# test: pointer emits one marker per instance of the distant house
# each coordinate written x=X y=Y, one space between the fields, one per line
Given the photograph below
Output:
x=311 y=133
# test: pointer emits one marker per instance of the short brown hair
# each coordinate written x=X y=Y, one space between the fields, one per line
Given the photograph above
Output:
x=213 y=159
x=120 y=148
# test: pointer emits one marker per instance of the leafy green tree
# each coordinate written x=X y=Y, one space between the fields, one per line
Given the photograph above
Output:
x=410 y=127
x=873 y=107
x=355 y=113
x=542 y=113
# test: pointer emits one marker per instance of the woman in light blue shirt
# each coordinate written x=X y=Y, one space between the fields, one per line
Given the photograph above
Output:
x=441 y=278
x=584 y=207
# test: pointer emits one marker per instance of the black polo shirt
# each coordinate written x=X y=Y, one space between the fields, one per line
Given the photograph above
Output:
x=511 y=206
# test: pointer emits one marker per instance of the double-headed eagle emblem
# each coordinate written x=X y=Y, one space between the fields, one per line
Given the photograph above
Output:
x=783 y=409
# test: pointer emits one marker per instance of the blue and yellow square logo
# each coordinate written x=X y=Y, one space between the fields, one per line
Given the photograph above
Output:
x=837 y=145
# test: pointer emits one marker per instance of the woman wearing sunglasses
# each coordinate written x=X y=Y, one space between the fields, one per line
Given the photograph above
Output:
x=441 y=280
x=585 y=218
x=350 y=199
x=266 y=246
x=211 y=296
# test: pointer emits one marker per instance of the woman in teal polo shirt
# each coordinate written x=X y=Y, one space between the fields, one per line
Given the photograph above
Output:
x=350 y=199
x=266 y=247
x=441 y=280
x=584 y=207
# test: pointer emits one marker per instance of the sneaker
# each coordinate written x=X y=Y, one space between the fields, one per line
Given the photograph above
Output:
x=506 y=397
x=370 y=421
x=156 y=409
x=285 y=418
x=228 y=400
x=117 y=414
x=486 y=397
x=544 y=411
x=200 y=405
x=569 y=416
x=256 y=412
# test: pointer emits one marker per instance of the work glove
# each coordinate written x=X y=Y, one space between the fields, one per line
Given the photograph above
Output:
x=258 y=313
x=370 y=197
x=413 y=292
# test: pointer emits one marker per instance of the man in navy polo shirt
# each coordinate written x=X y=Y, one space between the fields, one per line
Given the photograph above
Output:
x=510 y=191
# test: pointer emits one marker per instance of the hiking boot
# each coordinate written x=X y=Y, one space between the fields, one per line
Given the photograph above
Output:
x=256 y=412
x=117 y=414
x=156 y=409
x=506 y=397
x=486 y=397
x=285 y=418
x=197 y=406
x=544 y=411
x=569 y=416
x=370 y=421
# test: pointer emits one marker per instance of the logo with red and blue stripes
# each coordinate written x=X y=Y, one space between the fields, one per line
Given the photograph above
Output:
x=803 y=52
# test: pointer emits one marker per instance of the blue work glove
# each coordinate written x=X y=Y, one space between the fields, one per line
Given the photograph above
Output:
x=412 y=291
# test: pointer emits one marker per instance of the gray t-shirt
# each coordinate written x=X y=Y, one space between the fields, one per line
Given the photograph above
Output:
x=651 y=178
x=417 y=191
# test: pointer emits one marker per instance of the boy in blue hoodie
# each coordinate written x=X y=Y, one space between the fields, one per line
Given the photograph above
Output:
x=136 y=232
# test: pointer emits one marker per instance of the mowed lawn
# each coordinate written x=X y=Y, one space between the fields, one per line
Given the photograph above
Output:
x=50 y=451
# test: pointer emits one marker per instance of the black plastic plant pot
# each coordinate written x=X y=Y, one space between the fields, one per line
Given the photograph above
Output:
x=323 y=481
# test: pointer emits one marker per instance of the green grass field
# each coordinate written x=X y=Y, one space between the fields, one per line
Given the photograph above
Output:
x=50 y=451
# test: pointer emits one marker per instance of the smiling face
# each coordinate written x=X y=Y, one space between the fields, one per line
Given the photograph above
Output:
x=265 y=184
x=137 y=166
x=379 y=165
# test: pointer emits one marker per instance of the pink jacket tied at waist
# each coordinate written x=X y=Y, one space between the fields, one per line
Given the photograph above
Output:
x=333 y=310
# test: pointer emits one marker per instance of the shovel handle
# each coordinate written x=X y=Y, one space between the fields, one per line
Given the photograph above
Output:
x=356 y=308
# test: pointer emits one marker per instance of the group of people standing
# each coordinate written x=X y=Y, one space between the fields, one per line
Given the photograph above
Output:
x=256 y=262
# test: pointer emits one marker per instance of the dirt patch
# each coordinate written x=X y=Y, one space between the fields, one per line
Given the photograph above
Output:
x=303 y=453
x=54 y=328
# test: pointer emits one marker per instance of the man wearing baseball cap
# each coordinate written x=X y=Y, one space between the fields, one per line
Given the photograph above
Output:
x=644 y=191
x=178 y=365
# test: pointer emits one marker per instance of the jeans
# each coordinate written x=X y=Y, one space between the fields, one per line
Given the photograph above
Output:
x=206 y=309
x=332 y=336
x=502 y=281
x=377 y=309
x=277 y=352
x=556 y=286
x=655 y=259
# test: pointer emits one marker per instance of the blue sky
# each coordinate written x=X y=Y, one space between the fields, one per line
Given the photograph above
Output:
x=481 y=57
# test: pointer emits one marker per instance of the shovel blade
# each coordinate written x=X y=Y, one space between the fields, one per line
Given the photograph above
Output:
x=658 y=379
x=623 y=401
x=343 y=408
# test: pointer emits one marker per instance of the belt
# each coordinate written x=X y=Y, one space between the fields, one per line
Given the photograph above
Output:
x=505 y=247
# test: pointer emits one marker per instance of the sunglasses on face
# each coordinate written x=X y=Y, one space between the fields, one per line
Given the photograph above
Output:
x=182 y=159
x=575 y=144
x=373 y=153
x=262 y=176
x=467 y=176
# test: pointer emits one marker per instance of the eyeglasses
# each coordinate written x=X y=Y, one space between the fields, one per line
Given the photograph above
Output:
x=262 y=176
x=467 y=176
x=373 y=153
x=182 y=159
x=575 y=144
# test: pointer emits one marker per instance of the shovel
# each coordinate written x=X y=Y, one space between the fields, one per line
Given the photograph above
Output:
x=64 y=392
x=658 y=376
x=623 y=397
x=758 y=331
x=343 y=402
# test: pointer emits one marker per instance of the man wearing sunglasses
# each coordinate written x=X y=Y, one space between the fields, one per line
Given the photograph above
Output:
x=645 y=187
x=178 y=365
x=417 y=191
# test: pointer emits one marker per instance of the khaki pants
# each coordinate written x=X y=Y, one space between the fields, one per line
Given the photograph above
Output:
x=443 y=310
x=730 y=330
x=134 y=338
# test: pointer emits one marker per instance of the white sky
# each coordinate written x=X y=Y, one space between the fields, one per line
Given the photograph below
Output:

— WORK REQUEST —
Using the exact wording, transcribe all the records above.

— ANSWER AREA —
# test: pointer emits one marker per instance of the distant house
# each coordinate written x=X y=Y, one space between the fields, one per line
Given the photograph below
Output:
x=311 y=133
# test: pointer emits one marker per instance of the short brown hair
# each coordinate written x=X y=Y, one space between the fields, one per line
Given the photograph above
Output:
x=213 y=159
x=120 y=148
# test: pointer emits one marker per instance of the leafy green tree
# each coordinate written x=X y=Y, one space between the fields, one per line
Given the photograph above
Output:
x=410 y=127
x=873 y=107
x=355 y=113
x=542 y=113
# test: pointer emits one marker per instance of the woman in light blue shirt
# each coordinate written x=X y=Y, one space between the fields, one per line
Given the photograph above
Output:
x=441 y=278
x=584 y=207
# test: pointer emits one marker per instance of the black polo shirt
# each coordinate written x=X y=Y, one space between the fields, one per line
Given the photograph above
Output:
x=511 y=206
# test: pointer emits one marker per instance of the double-headed eagle emblem
# each coordinate written x=X y=Y, one space between the fields, one per line
Given the photograph above
Output:
x=783 y=409
# test: pointer emits one marker per instance of the blue and yellow square logo
# each coordinate written x=X y=Y, one space between the fields, one per line
Given the photograph above
Output:
x=837 y=145
# test: pointer emits one marker per instance of the woman wearing sunglasses
# each coordinate written x=X y=Y, one space between the fields, one per line
Given the photograph above
Output:
x=441 y=280
x=585 y=218
x=350 y=199
x=266 y=246
x=211 y=296
# test: pointer emits one marker per instance of the woman in teal polo shirt
# each coordinate written x=X y=Y, one space between the fields, one per line
Given the photograph above
Output:
x=350 y=199
x=266 y=247
x=441 y=280
x=584 y=207
# test: pointer emits one marker per instance of the sneaker
# each coordinate written x=X y=Y, one space between the fields, one per line
Given the photograph above
Output:
x=506 y=397
x=370 y=421
x=156 y=409
x=285 y=418
x=228 y=400
x=117 y=414
x=486 y=397
x=544 y=411
x=200 y=405
x=569 y=416
x=256 y=412
# test: pointer emits one marker per instance of the work glove
# each coordinate written x=X y=Y, one space between the fields, one per line
Given the photograph above
Output:
x=258 y=313
x=370 y=197
x=413 y=292
# test: pointer emits one marker per instance of the man in navy polo shirt
# each coordinate written x=X y=Y, one space between the fields, one per line
Given the photograph above
Output:
x=510 y=191
# test: pointer emits one marker per instance of the hiking boot
# each coordinate written x=X y=Y, one space between the fields, one per line
Given the photograph above
Output:
x=256 y=412
x=117 y=414
x=156 y=409
x=506 y=397
x=486 y=397
x=285 y=418
x=197 y=406
x=544 y=411
x=569 y=416
x=370 y=421
# test: pointer emits one marker per instance of the logo with red and blue stripes
# each coordinate written x=X y=Y, one space between the fields, one per line
Given the photograph above
Output:
x=803 y=52
# test: pointer emits one marker per instance of the blue work glove
# each coordinate written x=X y=Y, one space between the fields, one per line
Given the photograph above
Output:
x=412 y=291
# test: pointer emits one marker per instance of the gray t-shirt
# each coordinate written x=X y=Y, one space between the fields, one per line
Given the photograph above
Output:
x=651 y=178
x=417 y=191
# test: pointer emits one marker per instance of the boy in blue hoodie
# each coordinate written x=X y=Y, one space between the fields, one per line
Given the photograph above
Output:
x=136 y=232
# test: pointer emits one marker per instance of the mowed lawn
# each coordinate written x=X y=Y, one space between the fields, one per line
Given the photograph above
Output:
x=50 y=451
# test: pointer emits one marker per instance of the black plastic plant pot
# each coordinate written x=X y=Y, one space between the fields, one per line
Given the photograph above
Output:
x=323 y=481
# test: pointer emits one marker per instance of the green grass field
# each coordinate written x=X y=Y, one space between the fields, one per line
Given the photograph above
Output:
x=50 y=451
# test: pointer emits one marker per instance of the smiling face
# each coordinate written x=X y=Y, one space between the fields, one per line
Given the photograph above
Output:
x=265 y=184
x=137 y=166
x=379 y=165
# test: pointer emits one marker per instance of the pink jacket tied at waist
# each coordinate written x=X y=Y, one space between the fields, one per line
Given the photograph above
Output:
x=333 y=310
# test: pointer emits one marker per instance of the shovel handle
# each coordinate written x=X y=Y, one space between the fields, one per line
Given the photograph above
Output:
x=356 y=308
# test: pointer emits one marker per instance of the group of people standing
# each coordinate written x=X y=Y, one space between the fields, one per line
Given the photograph above
Output:
x=256 y=262
# test: pointer emits one marker per instance of the dirt patch
# each coordinate written x=X y=Y, one space between the fields, one per line
Given the photograph above
Output:
x=303 y=453
x=54 y=328
# test: pointer emits one marker per instance of the man wearing baseball cap
# each coordinate written x=X y=Y, one space between the fields, one per line
Given the photograph above
Output:
x=644 y=191
x=178 y=365
# test: pointer emits one marker per instance of the jeans
# each coordinate written x=X y=Y, one space between the fields, one per line
Given the photograph above
Output:
x=206 y=309
x=332 y=336
x=502 y=281
x=377 y=309
x=277 y=352
x=556 y=286
x=655 y=259
# test: pointer emits one marker per instance of the blue sky
# each coordinate written x=X y=Y, one space between the fields, one per line
Given the photograph above
Output:
x=481 y=57
# test: pointer emits one marker per instance of the shovel blade
# each coordinate written x=X y=Y, one space between the fields, one per line
Given the photograph above
Output:
x=658 y=379
x=623 y=401
x=343 y=408
# test: pointer emits one marker per instance of the belt
# each coordinate written x=X y=Y, one space between the fields, one per line
Given the photograph above
Output:
x=505 y=247
# test: pointer emits one marker per instance of the sunglasses on face
# each coordinate written x=X y=Y, one space between the fields, one per line
Given the photograph above
Output:
x=182 y=159
x=575 y=144
x=373 y=153
x=262 y=176
x=467 y=176
# test: pointer emits one marker per instance of the eyeglasses
# each coordinate written x=X y=Y, one space between the fields, one per line
Given the photograph above
Output:
x=262 y=176
x=467 y=176
x=373 y=153
x=182 y=159
x=575 y=144
# test: pointer emits one marker per instance of the shovel
# each coordinate written x=X y=Y, one space between the fields, one per line
Given the photograph above
Output:
x=64 y=392
x=658 y=376
x=623 y=397
x=758 y=331
x=343 y=402
# test: pointer emits one marker per instance of the man wearing sunglasses
# each coordinate written x=X y=Y, one space between the fields, one per line
Given the photograph above
Output:
x=645 y=187
x=178 y=365
x=417 y=191
# test: pointer emits one marker per instance of the khaki pants
# each coordinate written x=X y=Y, one space between the fields, one per line
Given the photograph above
Output:
x=443 y=310
x=730 y=330
x=134 y=338
# test: pointer emits one marker per instance of the white sky
# each coordinate written x=X y=Y, one space between the fields, one per line
Given the photograph below
Output:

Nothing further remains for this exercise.